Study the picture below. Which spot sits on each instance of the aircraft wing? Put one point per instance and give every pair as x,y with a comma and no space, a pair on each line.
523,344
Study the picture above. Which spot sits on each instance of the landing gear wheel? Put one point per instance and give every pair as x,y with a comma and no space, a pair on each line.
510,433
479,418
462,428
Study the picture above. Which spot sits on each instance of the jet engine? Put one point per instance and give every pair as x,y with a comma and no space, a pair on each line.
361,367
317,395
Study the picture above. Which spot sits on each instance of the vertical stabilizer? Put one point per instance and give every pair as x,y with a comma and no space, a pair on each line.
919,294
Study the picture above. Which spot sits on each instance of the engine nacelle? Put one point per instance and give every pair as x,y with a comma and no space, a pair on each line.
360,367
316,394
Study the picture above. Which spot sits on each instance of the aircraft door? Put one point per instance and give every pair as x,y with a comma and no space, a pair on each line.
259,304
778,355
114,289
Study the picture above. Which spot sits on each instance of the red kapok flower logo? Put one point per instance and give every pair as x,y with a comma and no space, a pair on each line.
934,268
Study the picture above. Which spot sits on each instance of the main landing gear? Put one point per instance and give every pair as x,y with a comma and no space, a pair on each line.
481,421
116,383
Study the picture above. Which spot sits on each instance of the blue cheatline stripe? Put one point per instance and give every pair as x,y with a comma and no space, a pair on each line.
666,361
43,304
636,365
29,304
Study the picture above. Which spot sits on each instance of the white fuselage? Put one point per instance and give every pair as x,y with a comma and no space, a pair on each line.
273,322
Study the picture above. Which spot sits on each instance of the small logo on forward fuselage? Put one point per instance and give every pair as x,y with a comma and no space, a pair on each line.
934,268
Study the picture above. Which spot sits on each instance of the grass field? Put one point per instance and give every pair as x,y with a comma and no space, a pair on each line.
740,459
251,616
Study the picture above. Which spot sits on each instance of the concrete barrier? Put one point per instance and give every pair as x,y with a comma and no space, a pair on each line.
________
* Assignment
Reproduce all the records. Keep them exact, please.

* Task solution
Study the picture below. Which spot sits on each instance of the aircraft wing? Put one point per instance and give every pair as x,y with a comma and no space, a pair on each line.
523,344
Study the picture above. Which spot sits on each instance of the landing gear wheel? Put one point per instance and give every pair as x,y with a comma and no space, a pair on each line.
510,433
479,418
462,428
Study the picture above. Which spot sits on each instance of the jet engine? Put one point per instance and give every pair as x,y with a comma and no space, a pair on each line.
361,367
317,395
Study the picture above. Which spot sits on each instance of the vertical stabilizer? Put one point per instance and give every pair as x,y with a comma and no space, a pair on each line.
919,294
Study the picture above. Which spot sits on each instance of the engine nacelle? Put one point per instance and give every pair as x,y with a comma and no space, a pair on each line.
360,367
316,394
Study the picture above. Which spot sits on each instance of the aircraft door? Put one point per instance and give every pair as x,y with a comma and no space, a pair on each line.
259,304
778,355
114,289
Study the picture above. Which spot sits on each instance of the red kapok flower logo? Put one point per instance and give every pair as x,y with a comma and no space, a pair on each line.
934,268
Study the picture above. Which spot sits on each instance of the main landing gear? Put one point per instance and give every pair as x,y with a comma and no space, a pair on each line.
481,421
116,383
Study the picture above. Which spot sits on each instance of the blue cheatline stripe? Put one point per instance and give every pair as x,y with a comma and no space, a pair on each line.
666,361
43,304
636,365
29,304
Study the picture above. Which spot sits on each instance of the white fuselage? Put one point per instance and give every pair as x,y with a comma and no space, a pair on each line.
273,322
Study the picture above. Which spot sits on each instance of the small logo on forward fuselage? Put one point per instance and give every pair as x,y with a comma and no space, a pair on each line.
934,268
Study the picture above. Which spot sits on each instance of the grass field? Put one point per instance and give every pair as x,y with a comma and no space, a pair on each line.
740,459
251,616
Study the picture above. Which spot sits on each instance of the concrete barrier? Put one point per instance and give every pair as x,y with a comma and no space, a pair on each line.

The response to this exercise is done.